Extract the text of each entry below exactly, leaving every image behind.

* _Exercise input_:

start

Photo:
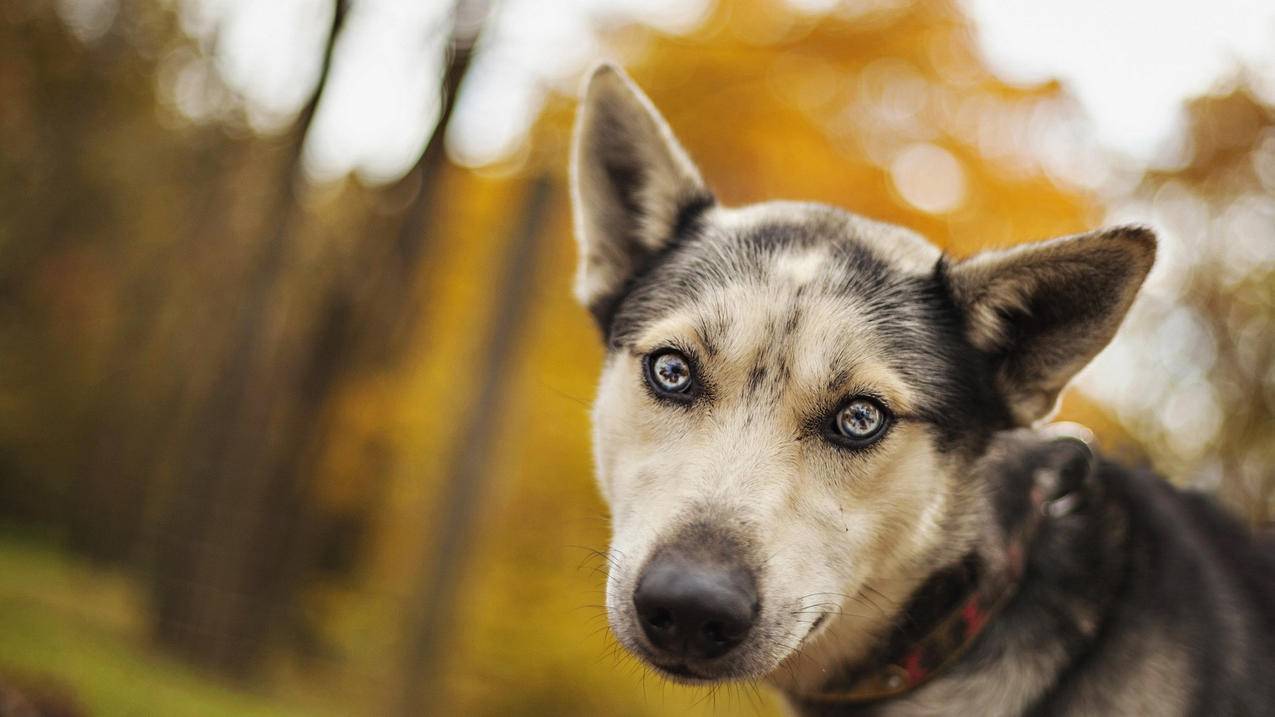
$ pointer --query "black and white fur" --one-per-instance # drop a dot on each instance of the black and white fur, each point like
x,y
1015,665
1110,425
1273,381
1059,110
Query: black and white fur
x,y
1141,601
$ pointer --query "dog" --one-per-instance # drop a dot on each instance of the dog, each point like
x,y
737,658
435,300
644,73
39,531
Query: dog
x,y
815,436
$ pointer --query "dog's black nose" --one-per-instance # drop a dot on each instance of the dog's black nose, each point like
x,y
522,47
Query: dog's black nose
x,y
695,610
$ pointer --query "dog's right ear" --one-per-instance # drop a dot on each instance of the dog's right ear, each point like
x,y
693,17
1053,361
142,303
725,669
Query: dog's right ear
x,y
633,188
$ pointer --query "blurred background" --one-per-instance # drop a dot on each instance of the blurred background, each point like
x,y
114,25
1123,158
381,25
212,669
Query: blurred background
x,y
293,396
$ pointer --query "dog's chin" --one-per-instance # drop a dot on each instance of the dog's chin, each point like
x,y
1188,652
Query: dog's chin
x,y
733,667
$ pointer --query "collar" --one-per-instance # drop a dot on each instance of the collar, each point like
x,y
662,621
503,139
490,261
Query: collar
x,y
960,602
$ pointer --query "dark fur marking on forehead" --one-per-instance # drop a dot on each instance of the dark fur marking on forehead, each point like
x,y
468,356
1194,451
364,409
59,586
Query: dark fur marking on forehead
x,y
914,317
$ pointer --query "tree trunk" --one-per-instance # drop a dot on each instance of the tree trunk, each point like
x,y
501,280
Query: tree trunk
x,y
211,558
432,604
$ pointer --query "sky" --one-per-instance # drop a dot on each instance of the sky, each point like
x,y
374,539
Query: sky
x,y
1130,63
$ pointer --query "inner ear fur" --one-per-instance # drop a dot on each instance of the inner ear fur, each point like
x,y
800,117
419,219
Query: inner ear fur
x,y
633,188
1042,311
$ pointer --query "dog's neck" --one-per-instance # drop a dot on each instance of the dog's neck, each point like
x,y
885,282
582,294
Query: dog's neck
x,y
933,642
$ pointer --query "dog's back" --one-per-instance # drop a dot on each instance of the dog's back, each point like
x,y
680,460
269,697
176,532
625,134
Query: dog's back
x,y
1178,593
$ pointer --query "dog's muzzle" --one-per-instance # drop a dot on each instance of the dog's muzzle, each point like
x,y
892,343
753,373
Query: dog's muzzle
x,y
695,609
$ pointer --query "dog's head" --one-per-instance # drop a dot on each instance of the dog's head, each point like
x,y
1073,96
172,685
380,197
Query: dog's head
x,y
793,396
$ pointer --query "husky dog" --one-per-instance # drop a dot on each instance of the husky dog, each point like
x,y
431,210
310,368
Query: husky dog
x,y
811,431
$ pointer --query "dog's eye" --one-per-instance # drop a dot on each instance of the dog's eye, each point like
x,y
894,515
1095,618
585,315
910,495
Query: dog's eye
x,y
861,421
670,373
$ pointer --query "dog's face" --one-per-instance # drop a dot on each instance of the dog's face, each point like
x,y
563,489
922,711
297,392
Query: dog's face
x,y
793,397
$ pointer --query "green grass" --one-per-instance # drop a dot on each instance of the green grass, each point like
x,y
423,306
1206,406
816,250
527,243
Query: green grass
x,y
68,624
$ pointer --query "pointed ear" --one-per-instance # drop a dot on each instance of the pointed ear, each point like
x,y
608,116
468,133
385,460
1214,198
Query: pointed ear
x,y
1044,310
633,188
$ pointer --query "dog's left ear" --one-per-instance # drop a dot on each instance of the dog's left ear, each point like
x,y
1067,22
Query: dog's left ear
x,y
1044,310
631,188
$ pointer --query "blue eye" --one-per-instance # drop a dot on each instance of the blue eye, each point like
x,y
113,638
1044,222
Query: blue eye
x,y
670,374
861,421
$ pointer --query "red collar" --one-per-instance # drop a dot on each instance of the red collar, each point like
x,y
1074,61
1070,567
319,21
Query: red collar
x,y
899,671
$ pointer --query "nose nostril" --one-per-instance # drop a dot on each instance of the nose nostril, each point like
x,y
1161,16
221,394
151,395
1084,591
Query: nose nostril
x,y
714,632
695,610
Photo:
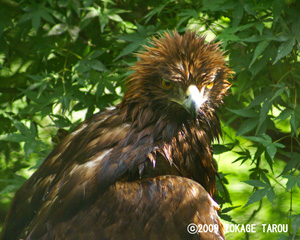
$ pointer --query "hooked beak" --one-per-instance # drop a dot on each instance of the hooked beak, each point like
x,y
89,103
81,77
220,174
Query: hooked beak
x,y
193,100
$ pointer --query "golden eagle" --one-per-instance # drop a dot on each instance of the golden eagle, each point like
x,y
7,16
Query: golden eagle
x,y
142,170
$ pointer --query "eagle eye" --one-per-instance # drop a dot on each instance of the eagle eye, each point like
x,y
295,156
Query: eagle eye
x,y
166,84
210,85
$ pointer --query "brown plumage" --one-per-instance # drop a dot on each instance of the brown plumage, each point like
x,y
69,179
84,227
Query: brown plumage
x,y
135,171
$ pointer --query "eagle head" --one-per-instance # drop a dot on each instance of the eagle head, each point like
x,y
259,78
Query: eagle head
x,y
181,77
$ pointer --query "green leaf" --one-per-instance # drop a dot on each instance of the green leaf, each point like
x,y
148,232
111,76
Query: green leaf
x,y
284,114
259,50
295,29
271,150
259,140
295,120
218,148
271,195
245,112
58,29
291,181
256,183
296,224
36,20
238,13
257,196
247,126
97,65
13,137
45,15
294,162
284,49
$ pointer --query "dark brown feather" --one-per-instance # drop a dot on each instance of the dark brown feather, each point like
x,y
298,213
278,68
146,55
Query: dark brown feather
x,y
134,171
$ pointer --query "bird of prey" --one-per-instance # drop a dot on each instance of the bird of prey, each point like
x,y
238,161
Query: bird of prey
x,y
143,169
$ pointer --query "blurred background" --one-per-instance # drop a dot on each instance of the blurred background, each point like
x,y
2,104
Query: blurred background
x,y
61,61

end

* _Output for this task_:
Photo:
$ pointer --query "black and white fur" --one-per-instance # drop a dot on each instance of the black and white fur, each point like
x,y
1015,665
1110,425
1273,381
1059,110
Query: black and white fur
x,y
1141,601
$ pointer --query "dog" --one-per-instance # drop a dot on each instance of the dog, each point like
x,y
737,658
435,300
644,73
39,531
Query: dog
x,y
815,436
$ pointer --query "dog's black nose" --one-per-instance # drop a dot on each instance of the dog's black nose, each point like
x,y
522,47
Query: dog's black nose
x,y
695,610
$ pointer --query "dog's right ear" --one-per-instance # drop a dot on each instance of the dog's right ear, each point like
x,y
693,17
1053,361
142,303
725,669
Query: dog's right ear
x,y
633,188
$ pointer --query "blurred background" --one-per-instance # drop a dot on each instance of the blurred background, each point like
x,y
114,25
1123,158
381,25
212,669
Query: blurred background
x,y
293,396
$ pointer --query "dog's chin" --one-per-instance # drop a dot on each instance of the dog's chin, each point like
x,y
1188,652
Query: dog's chin
x,y
733,667
$ pointer --query "collar" --one-per-instance # drop a dot on each instance of the collar, each point like
x,y
662,621
503,139
490,261
Query: collar
x,y
960,602
$ pointer --query "dark fur marking on forehead" --one-per-instance # drop a dot on each instance of the dark fur marking on forehead, each point like
x,y
468,356
1194,451
364,409
59,586
Query: dark fur marking on forehead
x,y
914,317
$ pointer --query "tree trunk" --one-per-instance # drop a dot on each instance of the tree trunk, each point like
x,y
501,280
Query: tree trunk
x,y
211,558
432,604
$ pointer --query "sky" --one-per-instance # drop a dot on each instance of the sky, each point like
x,y
374,539
Query: sky
x,y
1130,63
$ pointer --query "inner ear fur" --one-per-instance # drop a dot on each instance of the inner ear fur, each point like
x,y
800,117
419,219
Query: inner ear fur
x,y
633,188
1042,311
$ pointer --query "dog's neck" --one-per-instance # drop a dot on each instance of the dog's neck, each point like
x,y
885,282
582,294
Query: dog's neck
x,y
933,642
$ pointer --query "dog's back" --one-per-instance # drop a dot on each instance of the dog's back, each point like
x,y
680,460
269,697
176,532
625,134
Query: dog's back
x,y
1178,593
$ pointer --query "dog's muzzle" --one-per-instance # drop a dot on each instance of the dog's muzzle, each point like
x,y
892,343
753,373
Query: dog's muzzle
x,y
695,609
$ pointer --query "dog's head" --one-per-instance # drop a dot on each instance of the dog's head, each point like
x,y
1073,96
172,685
380,197
Query: dog's head
x,y
793,396
$ pointer --query "husky dog" --one-per-instance # drop a dot on each instance of the husky dog, each point like
x,y
431,210
310,368
Query: husky dog
x,y
811,431
$ pointer --query "dog's eye" --one-per-instance # drop a dot on each instance of the dog's eye, each point like
x,y
894,515
1095,618
585,315
910,495
Query: dog's eye
x,y
861,421
670,373
$ pointer --query "dog's face" --one-per-instance # drop a dot on each instance of the dog's face, each point like
x,y
563,489
922,711
297,392
Query: dog's face
x,y
793,397
$ pointer --query "green grass" --one-per-instance # drop a dot on each instance of the green grass, each point like
x,y
423,306
1206,406
816,250
527,243
Query: green grass
x,y
68,624
$ pointer --query "pointed ear" --one-per-instance # drop a dot on each instance of the pointed ear, each point like
x,y
608,116
468,133
385,460
1214,198
Query: pointed ear
x,y
1044,310
633,188
$ pointer --query "dog's left ear" --one-per-instance # drop a dot on each instance of the dog's left ear, each point like
x,y
1067,22
Query: dog's left ear
x,y
1044,310
631,188
$ pointer --query "blue eye" --one-per-instance # drop a dot on each instance of the blue eye, each point like
x,y
113,638
1044,222
Query: blue eye
x,y
670,374
861,421
$ pointer --query "red collar" --one-per-instance # drop a dot on each instance of the red collar, each point like
x,y
1074,61
1070,567
319,21
Query: red collar
x,y
899,671
$ pointer --query "nose nostril" --one-per-instance # drop a dot on each instance of the nose nostril, each point like
x,y
1161,16
221,394
151,395
1084,591
Query: nose nostril
x,y
714,632
695,610
Photo:
$ pointer --query "hooked beak" --one-per-instance # drop a dot on each instance of the hooked beak, each point like
x,y
89,103
81,77
220,174
Query: hooked beak
x,y
193,100
$ pointer --query "golden eagle" --one-per-instance # drop a dot on each instance of the golden eagle, each point like
x,y
7,16
Query: golden eagle
x,y
142,170
$ pointer --query "eagle eye" --one-per-instance # drop a dot on each instance of the eagle eye, each point like
x,y
295,156
Query: eagle eye
x,y
166,84
210,85
$ pointer --query "brown plumage" --one-per-instance # drop a dot on each instance of the brown plumage, each point like
x,y
69,179
84,227
Query: brown plumage
x,y
135,171
$ pointer --query "eagle head" --one-per-instance # drop a dot on each instance of the eagle head, each point like
x,y
259,78
Query: eagle head
x,y
181,77
$ pointer --query "green leaf" --one-per-instance # drop a dot on each instance of the green leaf, each point like
x,y
148,232
111,76
Query: green leaf
x,y
284,114
259,50
295,29
271,150
259,140
295,120
218,148
271,195
245,112
58,29
291,181
256,183
296,224
36,20
238,13
257,196
247,126
97,65
13,137
45,15
294,162
284,49
$ pointer --query "dark brown feather" --one-per-instance # drop a dot on each instance of the dark brown feather, each point like
x,y
298,213
278,68
146,55
Query: dark brown feather
x,y
134,171
$ pointer --query "bird of prey" --one-per-instance # drop a dot on each instance of the bird of prey, each point like
x,y
238,161
Query: bird of prey
x,y
143,169
$ pointer --query "blurred background" --one-per-instance # drop a dot on each instance of the blurred background, each point like
x,y
2,104
Query: blurred background
x,y
61,61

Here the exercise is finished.